▶ [WORK INSTRUCTIONS]
1 – Answer these from the "Tale of two countries" text:
(a) Where did the writer see the two news items mentioned at the start?
(b) In the New Zealand Cunliffe grew up in, what allowed anyone to get ahead?
(c) According to the quoted speech, how do the rich and powerful avoid paying their fair share of tax?
2 – Shorten the paragraph of the "Tale of two countries" text that begins "Two news items in this morning's", keeping its main facts.
3 – Carry the "Tale of two countries" text forward from its last sentence.
*** TEXT ***
“A Tale of two countries” – NZ/Aotearoa

Two news items in this morning’s NZ Herald online cause me to feel despair for the current state of New Zealand after a couple of decades of “neoliberalism”.  People can debate some of the detail with respect to the policy direction indicated in Cunliffe’s speech yesterday, and as to whether we need a NEW, fair and inclusive direction or the resurrection of an OLD one.  However, Cunliffe outlines the problem here:

A Tale of two countries I grew up in a New Zealand where if you worked hard and played by the rules anyone could get ahead.

It was a country in which Kiwis could trust that government worked more or less in the interests of all its citizens.

Sadly, those days are gone.

We are confronted by a government clearly ruling in the interests of a few at the expense of the many, and creating two New Zealands.

One for the rich and powerful, who don’t pay their fair share of tax because they have smart accountants to ensure they avoid it.
*** INFORMATION PROVIDED ***
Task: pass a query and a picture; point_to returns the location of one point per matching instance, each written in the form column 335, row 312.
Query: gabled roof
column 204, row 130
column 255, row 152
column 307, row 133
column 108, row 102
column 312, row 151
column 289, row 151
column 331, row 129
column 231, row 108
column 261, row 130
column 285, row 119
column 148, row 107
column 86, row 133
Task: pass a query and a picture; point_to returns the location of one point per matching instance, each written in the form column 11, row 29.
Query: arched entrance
***
▶ [ANSWERS BELOW]
1 –
(a) In this morning's NZ Herald online.
(b) Working hard and playing by the rules.
(c) They have smart accountants to ensure they avoid it.

2 – Two news items in this morning's NZ Herald online make the writer despair over New Zealand's state after a couple of decades of "neoliberalism". The detail of the policy direction in Cunliffe's speech yesterday is open to debate, including whether a new, fair and inclusive direction or the revival of an old one is needed. Even so, Cunliffe outlines the problem.

3 –
And there’s the other New Zealand. Where people struggle to put food on the table for their families.

Where children go to school hungry, and senior citizens shiver in their homes.

Families who pay tax on every dollar they earn, pick up the slack for the mega-rich and the foreign corporations who don’t.

Middle New Zealand is working harder than ever.

Two NZ Herald articles indicate where NZ has sadly gone wrong.  Now more than ever we need a state run/supported truly public TV broadcaster linked to online delivery.  We need the kind of mainstream media that enables democracy to thrive, as Nicky Hagar explained in his Jesson Lecture.  It requires a media in which jouranlists speak truth to power and operate for the “public interest” and not the in the interest of the powerful, the lobbyists for the wealthy corporates.

Yet today an NZ Herald article shows that our ailing state supported TV broadcaster has become one dominated by the wealthy side of a socio-economically fractured nation.

State broadcaster’s six-figure salaries sign of ‘an excessive organisation’, say Greens

Nearly a quarter of TVNZ’s staff were paid six-figure salaries last year.

The state broadcaster’s figures show 226 of 940 full-time employees at the state broadcaster were paid more than $100,000 in the year to June.

Top of the list is believed to be chief executive Kevin Kenrick, on between $720,000 and $730,000.

Twenty-four employees were paid $200,000 or more.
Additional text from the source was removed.